* Problem description
How many lines in the entries below contain the string "glove"? Reply with the number only.

(Extracted records)
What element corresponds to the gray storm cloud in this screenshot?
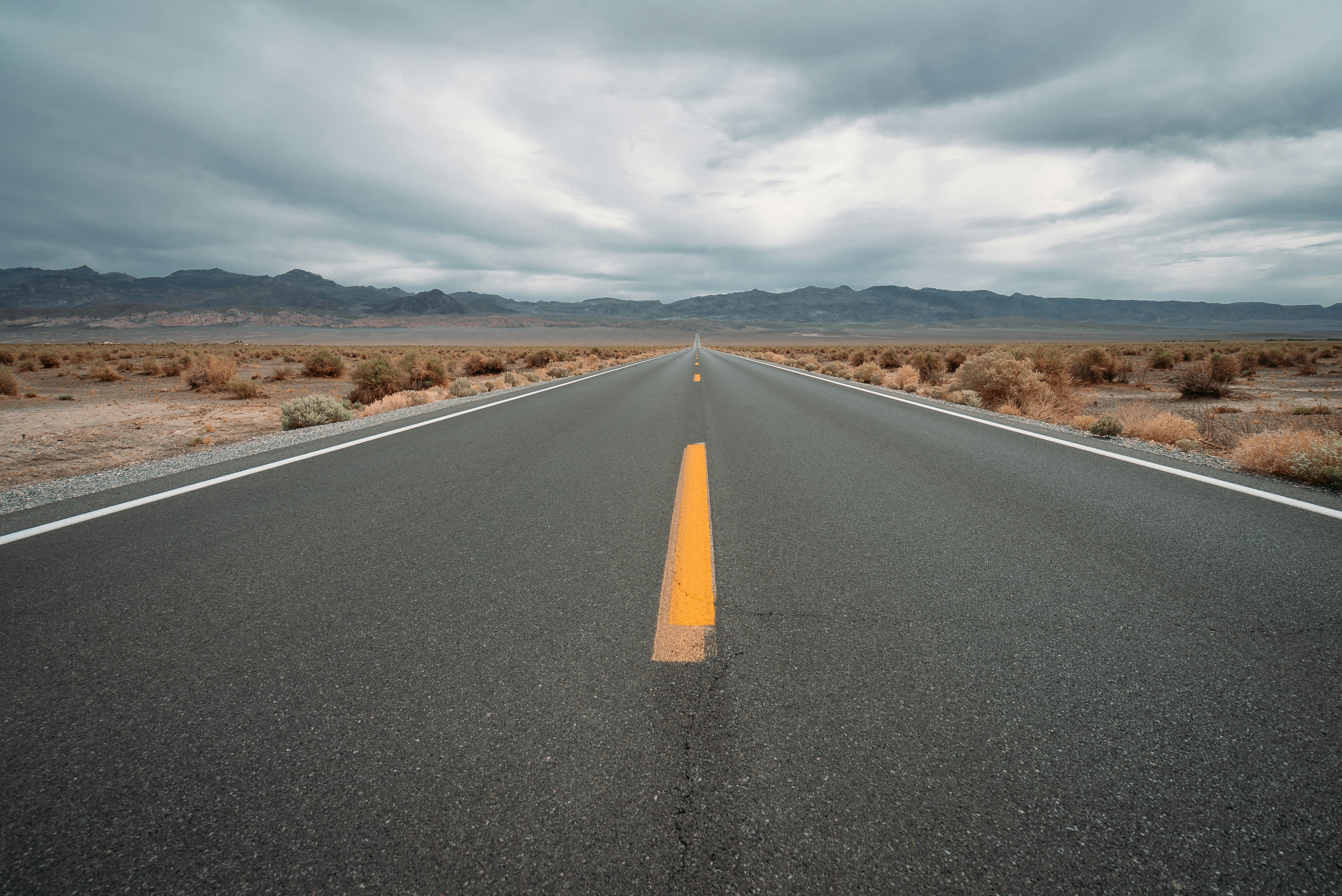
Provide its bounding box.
[0,0,1342,303]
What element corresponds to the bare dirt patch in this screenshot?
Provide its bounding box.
[0,345,668,489]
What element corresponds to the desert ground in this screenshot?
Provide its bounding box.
[0,338,1342,489]
[0,343,666,491]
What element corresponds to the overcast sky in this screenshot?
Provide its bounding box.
[0,0,1342,305]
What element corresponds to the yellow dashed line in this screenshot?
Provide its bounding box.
[652,443,717,663]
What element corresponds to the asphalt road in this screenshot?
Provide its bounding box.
[0,352,1342,893]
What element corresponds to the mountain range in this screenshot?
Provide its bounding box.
[0,267,1342,327]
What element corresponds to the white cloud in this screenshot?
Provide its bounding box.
[0,3,1342,303]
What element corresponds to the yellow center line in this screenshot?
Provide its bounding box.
[652,443,715,663]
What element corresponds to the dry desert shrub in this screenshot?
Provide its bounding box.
[303,349,345,378]
[526,349,554,369]
[1146,349,1180,370]
[279,396,353,429]
[1177,354,1241,398]
[820,361,852,379]
[1067,346,1114,384]
[1016,384,1076,423]
[1231,429,1342,488]
[1115,402,1197,445]
[88,361,121,382]
[400,352,448,389]
[956,352,1048,408]
[462,352,504,377]
[1090,413,1123,439]
[909,352,946,386]
[886,363,922,390]
[226,377,266,400]
[1025,345,1071,393]
[852,361,884,386]
[349,354,405,405]
[187,354,237,392]
[918,386,984,408]
[358,386,440,417]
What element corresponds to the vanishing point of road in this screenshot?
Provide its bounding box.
[0,341,1342,893]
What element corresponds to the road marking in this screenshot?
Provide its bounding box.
[0,354,681,544]
[733,355,1342,519]
[652,441,717,663]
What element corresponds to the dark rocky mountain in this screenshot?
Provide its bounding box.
[0,266,409,311]
[369,290,468,318]
[517,286,1342,326]
[0,267,1342,327]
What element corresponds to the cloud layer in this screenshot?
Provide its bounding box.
[0,0,1342,305]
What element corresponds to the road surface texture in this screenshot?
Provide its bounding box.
[0,352,1342,893]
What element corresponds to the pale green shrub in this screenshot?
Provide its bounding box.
[279,396,353,429]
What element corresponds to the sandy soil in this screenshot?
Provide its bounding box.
[1082,360,1342,417]
[0,362,349,488]
[0,343,664,491]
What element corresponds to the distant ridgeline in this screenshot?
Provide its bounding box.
[0,267,1342,326]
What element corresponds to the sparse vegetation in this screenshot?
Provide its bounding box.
[909,352,946,385]
[227,377,266,398]
[526,349,554,369]
[187,354,237,392]
[462,352,504,377]
[1231,429,1342,488]
[1176,354,1240,398]
[884,363,922,392]
[1090,413,1123,437]
[399,352,448,389]
[279,396,354,429]
[303,349,345,378]
[88,361,121,382]
[349,354,405,404]
[956,352,1052,408]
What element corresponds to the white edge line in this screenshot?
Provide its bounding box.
[0,349,684,544]
[710,349,1342,519]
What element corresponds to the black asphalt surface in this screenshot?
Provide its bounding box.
[8,352,1342,893]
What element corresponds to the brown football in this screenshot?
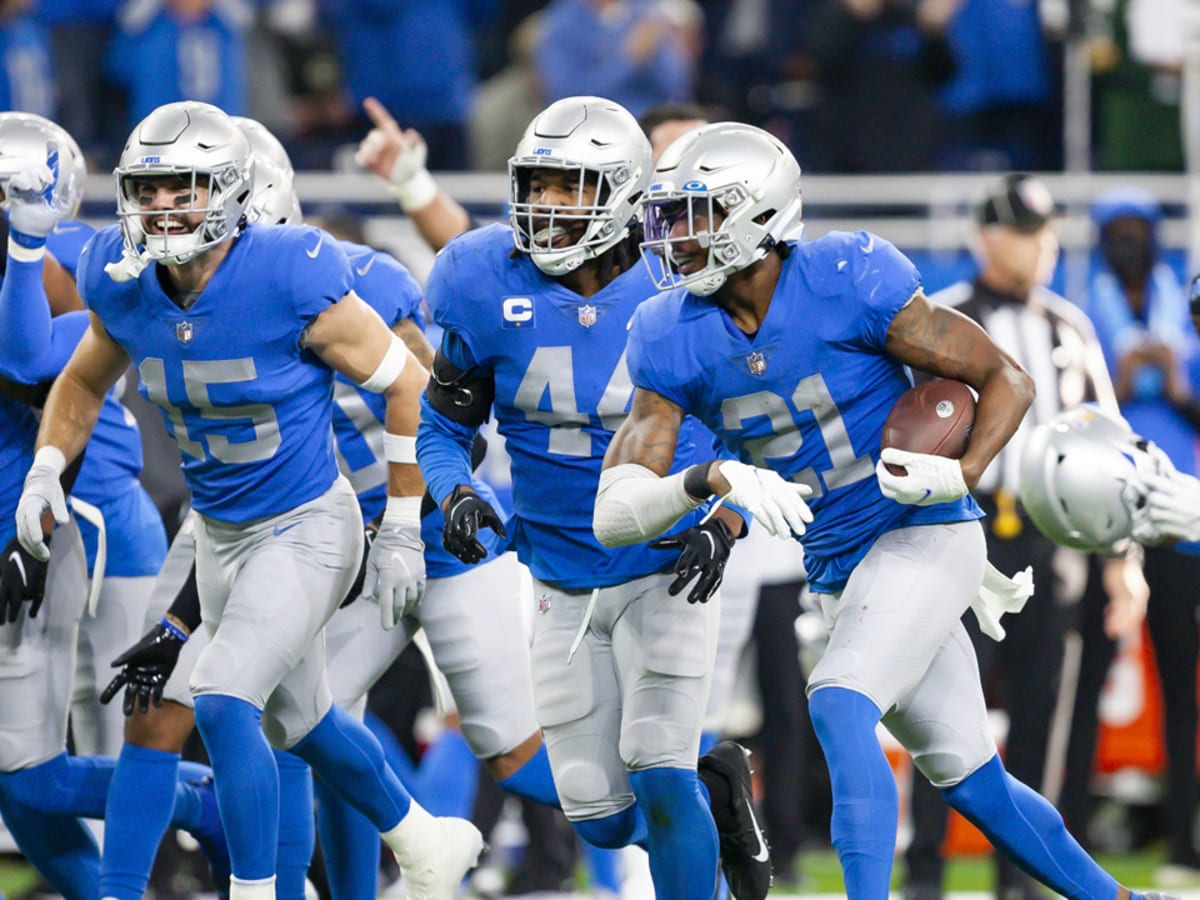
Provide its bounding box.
[880,378,974,475]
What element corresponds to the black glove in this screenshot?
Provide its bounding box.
[337,514,383,610]
[442,485,509,565]
[0,538,49,625]
[650,518,734,604]
[100,619,187,715]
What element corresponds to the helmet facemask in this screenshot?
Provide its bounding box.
[509,97,652,276]
[641,122,802,296]
[509,158,638,275]
[114,101,254,265]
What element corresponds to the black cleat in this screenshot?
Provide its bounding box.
[697,740,772,900]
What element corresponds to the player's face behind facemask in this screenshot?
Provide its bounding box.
[509,97,652,276]
[0,112,88,218]
[641,122,802,295]
[114,101,253,265]
[1021,404,1163,553]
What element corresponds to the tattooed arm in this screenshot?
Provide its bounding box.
[887,290,1033,488]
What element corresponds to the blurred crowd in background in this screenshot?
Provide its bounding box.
[0,0,1186,174]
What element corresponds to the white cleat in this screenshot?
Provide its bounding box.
[395,816,484,900]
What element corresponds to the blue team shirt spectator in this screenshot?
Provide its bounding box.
[534,0,694,116]
[0,11,56,119]
[108,0,252,122]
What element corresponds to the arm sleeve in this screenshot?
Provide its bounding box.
[0,250,88,384]
[416,394,476,506]
[167,563,200,634]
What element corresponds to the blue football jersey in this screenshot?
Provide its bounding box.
[425,224,712,589]
[0,391,37,550]
[334,241,506,578]
[79,226,353,522]
[629,232,983,592]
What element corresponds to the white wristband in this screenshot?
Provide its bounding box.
[388,169,438,212]
[8,235,46,263]
[383,431,416,464]
[34,444,67,475]
[359,335,408,394]
[380,497,421,526]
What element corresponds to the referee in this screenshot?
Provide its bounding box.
[905,174,1146,900]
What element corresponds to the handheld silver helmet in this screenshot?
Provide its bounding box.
[641,122,802,296]
[113,101,253,265]
[229,115,295,178]
[230,115,304,224]
[1021,404,1158,553]
[0,112,88,218]
[509,97,653,275]
[246,158,304,224]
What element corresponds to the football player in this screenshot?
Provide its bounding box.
[594,122,1171,900]
[418,97,770,900]
[17,102,482,899]
[0,113,228,896]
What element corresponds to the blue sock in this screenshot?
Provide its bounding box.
[317,779,382,900]
[571,803,649,850]
[174,762,232,896]
[362,709,417,806]
[498,744,563,809]
[0,786,100,900]
[272,750,317,900]
[0,750,116,818]
[100,744,179,900]
[580,839,624,896]
[416,728,479,818]
[942,756,1117,898]
[809,688,900,898]
[629,768,720,900]
[292,704,410,832]
[196,694,280,881]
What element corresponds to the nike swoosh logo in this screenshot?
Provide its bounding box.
[750,811,770,863]
[8,551,29,584]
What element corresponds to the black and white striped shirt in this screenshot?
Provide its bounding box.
[931,281,1117,496]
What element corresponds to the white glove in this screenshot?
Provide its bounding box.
[1134,472,1200,544]
[875,446,967,506]
[5,148,70,238]
[17,462,70,563]
[354,98,438,212]
[971,563,1033,641]
[716,460,812,538]
[362,516,425,631]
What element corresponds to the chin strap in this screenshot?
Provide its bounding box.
[104,250,152,283]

* Solution to this problem
2